_What is asked_
1) Answer these from the text on fur farm investigations:
(a) Which Finnish animal protection organization has often partnered on the investigations in Finland?
(b) To whom has meat from slaughtered fur farm animals in China reportedly been sold?
(c) How many cages high were the chinchilla cages stacked in Romania?
2) Write out the passage of the fur trade text starting with "Humane World for" and going on through "and even cannibalism.".
3) Write the next part of the text on fur farm investigations, picking up after its final sentence.

Humane World for Animals has carried out undercover investigations around the world to reveal the realities of the fur trade, and no matter where the fur comes from, animal suffering is constant.
Finland
One of the largest fur farming counties in Europe, Finland’s fur trade boasts of ‘high welfare' and states that almost 100% of its fox fur farms are certified by the SAGA scheme (including the WelFur protocol). The country has hundreds of fur farms where millions of mink, raccoon dogs and both arctic and red foxes are bred and killed for their fur each year. Our investigations, often in partnership with Finnish animal protection organisation Oikeutta Eläimille, have revealed obese “monster foxes” with unnaturally excessive skin folds from selective breeding to increase their fur yield, and mink with raw open wounds engaged in fighting with cage mates and even cannibalism.
China
As the largest supplier of fur pelts in the world, fur farms in China confine millions of foxes, raccoon dogs and mink in tiny cages each year. Investigations have found animals displaying stereotypical behaviours, pacing around their dirty, decrepit cages, and housed directly above their own faeces. Killing methods have included ineptly administered electrocution causing paralysis, bludgeoning, and even animals skinned alive. Disturbing evidence has also been uncovered of meat from the slaughtered farm animals being sold to local restaurants for human consumption.
Romania
Our undercover investigators filmed the first ever expose of chinchilla fur farms in Romania, documenting the terrible conditions these animals were subjected to for their fur. Confined in small, filthy, wire mesh cages stacked three or four on top of each other, row upon row, in windowless “farm” rooms, the animals were housed directly above piles of excrement accumulating under each cage. Baby chinchillas struggled to walk on the wire cage floor, their legs slipping through the mesh, and adult chinchillas were filmed frantically chewing at the bars.

_Data listing_
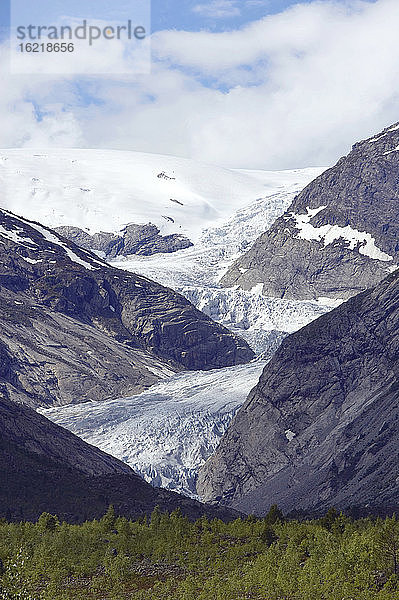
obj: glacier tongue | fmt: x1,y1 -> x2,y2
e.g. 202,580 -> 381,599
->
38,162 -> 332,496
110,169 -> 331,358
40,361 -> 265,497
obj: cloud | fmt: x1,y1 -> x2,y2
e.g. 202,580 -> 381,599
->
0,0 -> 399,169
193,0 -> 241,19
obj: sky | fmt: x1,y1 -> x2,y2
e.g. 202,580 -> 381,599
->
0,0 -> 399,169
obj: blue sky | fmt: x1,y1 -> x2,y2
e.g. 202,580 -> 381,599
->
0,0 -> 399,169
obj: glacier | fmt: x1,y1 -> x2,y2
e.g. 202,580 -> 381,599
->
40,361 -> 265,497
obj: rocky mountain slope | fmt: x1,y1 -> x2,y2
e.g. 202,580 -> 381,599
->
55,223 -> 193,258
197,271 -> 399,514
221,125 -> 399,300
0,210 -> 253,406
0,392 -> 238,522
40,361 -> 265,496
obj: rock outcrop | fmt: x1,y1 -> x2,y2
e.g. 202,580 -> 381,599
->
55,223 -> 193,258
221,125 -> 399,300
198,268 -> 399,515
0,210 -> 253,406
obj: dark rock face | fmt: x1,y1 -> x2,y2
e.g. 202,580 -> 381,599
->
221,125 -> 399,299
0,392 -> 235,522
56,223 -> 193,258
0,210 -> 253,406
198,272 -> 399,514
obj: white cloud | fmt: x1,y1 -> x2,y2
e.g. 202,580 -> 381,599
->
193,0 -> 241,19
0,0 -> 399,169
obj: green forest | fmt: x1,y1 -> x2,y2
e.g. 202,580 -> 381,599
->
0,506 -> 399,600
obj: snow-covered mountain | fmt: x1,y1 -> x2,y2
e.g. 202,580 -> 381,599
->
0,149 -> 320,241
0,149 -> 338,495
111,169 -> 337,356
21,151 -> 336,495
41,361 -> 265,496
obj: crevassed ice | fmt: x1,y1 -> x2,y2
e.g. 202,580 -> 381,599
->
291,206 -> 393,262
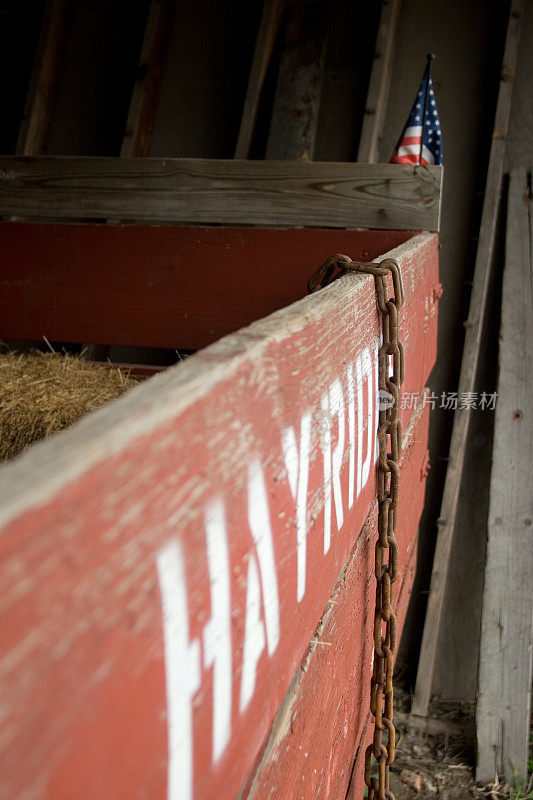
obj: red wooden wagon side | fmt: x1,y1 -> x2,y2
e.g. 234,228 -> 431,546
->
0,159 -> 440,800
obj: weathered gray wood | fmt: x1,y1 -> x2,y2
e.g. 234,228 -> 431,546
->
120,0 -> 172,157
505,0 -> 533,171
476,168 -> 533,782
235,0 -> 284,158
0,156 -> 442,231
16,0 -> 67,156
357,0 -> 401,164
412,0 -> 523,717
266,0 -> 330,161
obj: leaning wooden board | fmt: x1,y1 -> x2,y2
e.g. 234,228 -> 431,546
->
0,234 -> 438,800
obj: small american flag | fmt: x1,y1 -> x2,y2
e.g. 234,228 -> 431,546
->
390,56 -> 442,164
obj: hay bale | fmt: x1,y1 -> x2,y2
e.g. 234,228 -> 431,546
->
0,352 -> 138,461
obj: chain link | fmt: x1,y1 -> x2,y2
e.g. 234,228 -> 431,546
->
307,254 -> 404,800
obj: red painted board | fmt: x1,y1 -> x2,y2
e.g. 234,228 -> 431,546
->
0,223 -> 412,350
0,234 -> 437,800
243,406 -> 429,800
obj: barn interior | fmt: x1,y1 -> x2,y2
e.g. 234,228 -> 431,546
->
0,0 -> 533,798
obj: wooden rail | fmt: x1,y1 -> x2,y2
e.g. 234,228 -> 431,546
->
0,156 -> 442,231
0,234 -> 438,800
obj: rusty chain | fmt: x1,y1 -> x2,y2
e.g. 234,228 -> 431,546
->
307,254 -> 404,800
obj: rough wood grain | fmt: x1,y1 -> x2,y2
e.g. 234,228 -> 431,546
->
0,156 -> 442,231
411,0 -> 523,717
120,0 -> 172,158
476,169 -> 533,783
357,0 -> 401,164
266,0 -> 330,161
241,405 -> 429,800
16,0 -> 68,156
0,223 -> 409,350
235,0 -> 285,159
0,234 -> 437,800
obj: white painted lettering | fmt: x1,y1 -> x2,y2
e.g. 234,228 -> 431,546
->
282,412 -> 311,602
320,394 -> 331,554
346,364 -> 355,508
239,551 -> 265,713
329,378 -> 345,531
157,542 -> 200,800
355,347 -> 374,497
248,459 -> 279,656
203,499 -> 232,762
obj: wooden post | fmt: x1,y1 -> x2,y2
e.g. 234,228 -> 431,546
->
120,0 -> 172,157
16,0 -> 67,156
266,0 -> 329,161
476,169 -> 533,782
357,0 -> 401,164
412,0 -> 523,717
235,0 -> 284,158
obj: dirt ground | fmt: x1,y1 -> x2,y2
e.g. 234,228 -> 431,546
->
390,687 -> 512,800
--
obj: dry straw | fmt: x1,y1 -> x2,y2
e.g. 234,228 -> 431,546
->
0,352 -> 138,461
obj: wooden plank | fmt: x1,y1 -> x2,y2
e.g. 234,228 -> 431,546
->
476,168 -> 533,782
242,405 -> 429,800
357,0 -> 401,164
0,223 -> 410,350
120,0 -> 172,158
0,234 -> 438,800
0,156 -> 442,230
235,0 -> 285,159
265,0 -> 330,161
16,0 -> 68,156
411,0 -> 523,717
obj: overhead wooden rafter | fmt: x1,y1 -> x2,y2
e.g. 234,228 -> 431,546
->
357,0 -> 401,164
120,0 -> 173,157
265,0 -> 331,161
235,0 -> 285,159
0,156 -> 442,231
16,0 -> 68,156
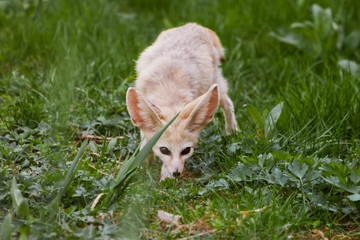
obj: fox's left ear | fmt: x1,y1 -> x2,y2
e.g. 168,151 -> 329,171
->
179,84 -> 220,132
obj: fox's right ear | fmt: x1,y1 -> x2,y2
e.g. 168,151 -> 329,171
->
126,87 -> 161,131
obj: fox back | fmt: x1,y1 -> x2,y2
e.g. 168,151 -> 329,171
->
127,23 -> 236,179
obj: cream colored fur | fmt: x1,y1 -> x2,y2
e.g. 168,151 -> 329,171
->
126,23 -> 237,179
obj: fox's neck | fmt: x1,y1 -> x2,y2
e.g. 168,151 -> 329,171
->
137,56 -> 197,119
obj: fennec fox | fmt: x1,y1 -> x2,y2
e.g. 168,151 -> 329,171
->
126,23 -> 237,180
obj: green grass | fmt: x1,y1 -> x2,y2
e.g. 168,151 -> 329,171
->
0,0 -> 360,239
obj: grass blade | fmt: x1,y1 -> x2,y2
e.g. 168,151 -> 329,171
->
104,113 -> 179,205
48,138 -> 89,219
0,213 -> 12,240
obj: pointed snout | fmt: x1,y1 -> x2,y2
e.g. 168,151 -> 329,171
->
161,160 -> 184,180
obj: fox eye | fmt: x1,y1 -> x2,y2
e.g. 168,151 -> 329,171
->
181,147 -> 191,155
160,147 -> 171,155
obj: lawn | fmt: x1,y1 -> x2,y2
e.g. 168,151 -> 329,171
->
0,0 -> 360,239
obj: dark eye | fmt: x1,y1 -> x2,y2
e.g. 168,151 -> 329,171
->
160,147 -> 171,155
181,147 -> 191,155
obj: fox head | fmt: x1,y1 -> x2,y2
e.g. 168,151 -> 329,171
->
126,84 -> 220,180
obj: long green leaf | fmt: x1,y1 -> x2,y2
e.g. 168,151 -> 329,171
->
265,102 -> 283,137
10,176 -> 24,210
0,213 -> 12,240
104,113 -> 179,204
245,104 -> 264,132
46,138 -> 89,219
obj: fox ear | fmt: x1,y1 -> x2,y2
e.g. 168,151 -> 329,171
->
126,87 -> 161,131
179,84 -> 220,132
...
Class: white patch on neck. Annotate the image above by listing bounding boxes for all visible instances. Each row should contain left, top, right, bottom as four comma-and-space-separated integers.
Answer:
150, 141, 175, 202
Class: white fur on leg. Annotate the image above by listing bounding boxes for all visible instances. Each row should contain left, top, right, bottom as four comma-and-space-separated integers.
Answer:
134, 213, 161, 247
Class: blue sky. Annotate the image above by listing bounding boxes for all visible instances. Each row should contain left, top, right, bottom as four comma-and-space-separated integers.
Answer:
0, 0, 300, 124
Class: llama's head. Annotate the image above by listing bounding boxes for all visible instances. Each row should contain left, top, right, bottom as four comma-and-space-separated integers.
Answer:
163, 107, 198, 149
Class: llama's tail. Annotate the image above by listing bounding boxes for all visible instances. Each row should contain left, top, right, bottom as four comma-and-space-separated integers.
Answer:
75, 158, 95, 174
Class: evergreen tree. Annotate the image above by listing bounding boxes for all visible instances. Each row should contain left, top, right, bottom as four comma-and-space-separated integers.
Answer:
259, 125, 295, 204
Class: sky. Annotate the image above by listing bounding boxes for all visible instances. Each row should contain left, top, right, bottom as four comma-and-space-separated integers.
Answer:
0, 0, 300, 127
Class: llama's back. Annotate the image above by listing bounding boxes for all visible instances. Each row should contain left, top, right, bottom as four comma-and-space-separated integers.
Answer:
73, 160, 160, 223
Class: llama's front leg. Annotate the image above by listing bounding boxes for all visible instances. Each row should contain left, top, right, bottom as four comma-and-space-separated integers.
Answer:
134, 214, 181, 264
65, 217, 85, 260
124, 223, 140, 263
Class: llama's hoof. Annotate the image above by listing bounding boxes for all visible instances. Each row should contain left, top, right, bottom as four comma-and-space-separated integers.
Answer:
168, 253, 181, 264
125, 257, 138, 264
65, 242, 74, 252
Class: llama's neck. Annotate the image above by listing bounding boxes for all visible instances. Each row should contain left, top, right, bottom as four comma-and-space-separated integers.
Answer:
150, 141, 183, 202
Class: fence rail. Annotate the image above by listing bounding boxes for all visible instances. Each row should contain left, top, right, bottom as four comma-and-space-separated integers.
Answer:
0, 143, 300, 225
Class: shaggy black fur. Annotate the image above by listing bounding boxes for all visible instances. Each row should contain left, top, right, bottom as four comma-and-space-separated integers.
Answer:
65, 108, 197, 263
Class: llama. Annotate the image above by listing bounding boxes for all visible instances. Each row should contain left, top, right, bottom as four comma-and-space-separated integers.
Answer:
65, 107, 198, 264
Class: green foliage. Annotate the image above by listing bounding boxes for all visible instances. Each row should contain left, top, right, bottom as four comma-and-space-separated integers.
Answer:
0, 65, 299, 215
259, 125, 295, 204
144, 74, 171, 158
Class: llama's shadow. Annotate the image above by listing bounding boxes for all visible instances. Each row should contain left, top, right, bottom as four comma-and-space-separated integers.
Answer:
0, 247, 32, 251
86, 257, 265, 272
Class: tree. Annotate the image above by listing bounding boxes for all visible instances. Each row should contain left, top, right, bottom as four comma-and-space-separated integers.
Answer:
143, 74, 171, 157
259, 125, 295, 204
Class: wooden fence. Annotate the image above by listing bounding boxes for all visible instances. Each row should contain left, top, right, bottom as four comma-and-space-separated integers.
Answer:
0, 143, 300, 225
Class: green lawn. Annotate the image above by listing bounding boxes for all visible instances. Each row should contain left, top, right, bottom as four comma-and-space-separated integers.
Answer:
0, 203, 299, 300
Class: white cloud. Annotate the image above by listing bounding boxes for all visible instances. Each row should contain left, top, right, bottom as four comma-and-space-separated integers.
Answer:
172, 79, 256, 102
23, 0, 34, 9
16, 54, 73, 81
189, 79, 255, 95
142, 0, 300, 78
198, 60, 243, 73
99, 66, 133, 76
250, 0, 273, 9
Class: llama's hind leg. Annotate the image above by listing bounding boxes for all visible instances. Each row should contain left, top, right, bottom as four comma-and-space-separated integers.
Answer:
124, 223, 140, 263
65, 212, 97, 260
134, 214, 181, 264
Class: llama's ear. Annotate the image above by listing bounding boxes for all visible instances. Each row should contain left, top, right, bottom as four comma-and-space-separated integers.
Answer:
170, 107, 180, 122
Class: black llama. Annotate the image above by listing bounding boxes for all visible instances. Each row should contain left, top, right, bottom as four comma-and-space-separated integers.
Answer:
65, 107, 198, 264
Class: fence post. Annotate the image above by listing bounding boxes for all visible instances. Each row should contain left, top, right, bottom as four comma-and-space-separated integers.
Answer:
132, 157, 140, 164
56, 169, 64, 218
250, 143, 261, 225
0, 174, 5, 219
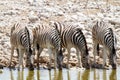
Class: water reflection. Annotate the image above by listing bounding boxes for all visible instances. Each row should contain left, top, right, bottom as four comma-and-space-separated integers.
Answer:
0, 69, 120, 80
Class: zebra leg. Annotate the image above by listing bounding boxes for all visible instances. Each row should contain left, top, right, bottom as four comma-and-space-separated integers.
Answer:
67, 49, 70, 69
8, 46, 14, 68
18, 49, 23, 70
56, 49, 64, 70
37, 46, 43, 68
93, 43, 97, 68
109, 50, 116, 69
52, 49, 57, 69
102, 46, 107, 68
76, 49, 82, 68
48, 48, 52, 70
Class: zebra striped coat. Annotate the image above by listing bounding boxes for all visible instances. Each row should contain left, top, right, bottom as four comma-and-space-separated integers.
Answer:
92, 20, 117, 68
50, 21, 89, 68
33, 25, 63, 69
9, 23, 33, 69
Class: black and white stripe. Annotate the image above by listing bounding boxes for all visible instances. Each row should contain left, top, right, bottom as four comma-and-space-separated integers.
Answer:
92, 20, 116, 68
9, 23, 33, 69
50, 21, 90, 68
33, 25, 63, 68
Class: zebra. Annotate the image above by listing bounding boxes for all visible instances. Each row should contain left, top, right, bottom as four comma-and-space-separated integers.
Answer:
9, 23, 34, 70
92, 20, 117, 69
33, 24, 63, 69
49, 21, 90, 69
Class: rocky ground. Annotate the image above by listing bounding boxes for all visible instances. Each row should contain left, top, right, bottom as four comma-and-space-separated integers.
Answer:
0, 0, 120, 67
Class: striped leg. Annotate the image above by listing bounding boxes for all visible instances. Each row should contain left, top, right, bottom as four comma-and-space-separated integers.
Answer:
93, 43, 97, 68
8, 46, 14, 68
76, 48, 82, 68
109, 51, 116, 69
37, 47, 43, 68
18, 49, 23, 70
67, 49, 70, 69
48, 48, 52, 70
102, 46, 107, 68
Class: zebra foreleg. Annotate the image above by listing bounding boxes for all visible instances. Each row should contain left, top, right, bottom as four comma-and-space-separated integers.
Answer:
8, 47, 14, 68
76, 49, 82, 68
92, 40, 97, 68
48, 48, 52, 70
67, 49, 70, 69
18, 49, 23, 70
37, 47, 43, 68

_Responses_
1)
(a) Oikeutta Eläimille.
(b) To local restaurants, for human consumption.
(c) Three or four cages high.

2)
Humane World for Animals has carried out undercover investigations around the world to reveal the realities of the fur trade, and no matter where the fur comes from, animal suffering is constant.
Finland
One of the largest fur farming counties in Europe, Finland’s fur trade boasts of ‘high welfare' and states that almost 100% of its fox fur farms are certified by the SAGA scheme (including the WelFur protocol). The country has hundreds of fur farms where millions of mink, raccoon dogs and both arctic and red foxes are bred and killed for their fur each year. Our investigations, often in partnership with Finnish animal protection organisation Oikeutta Eläimille, have revealed obese “monster foxes” with unnaturally excessive skin folds from selective breeding to increase their fur yield, and mink with raw open wounds engaged in fighting with cage mates and even cannibalism.

3)
United States
As part of our mission to rescue hundreds of foxes, raccoons and coyotes from a fur and urine farms in Ohio, we documented the terrible conditions in which these animals were housed, kept in filthy wire-bottomed cages with little to no protection from the frigid condition. Some of the animals were missing toes, ears, tails and limbs, others displayed stereotypical behaviour, circling and pacing repetitively in their tiny cages.
A joint investigation into the trapping industry revealed terrible suffering of animals caught in archaic traps, including raccoons that were bludgeoned to death with a baseball bat, a fox who had struggled so hard to free himself from a leghold trap that his leg had snapped clean through, and the bloody toe of a coyote, torn-off and left in the the jaws of the trap during the animal’s escape.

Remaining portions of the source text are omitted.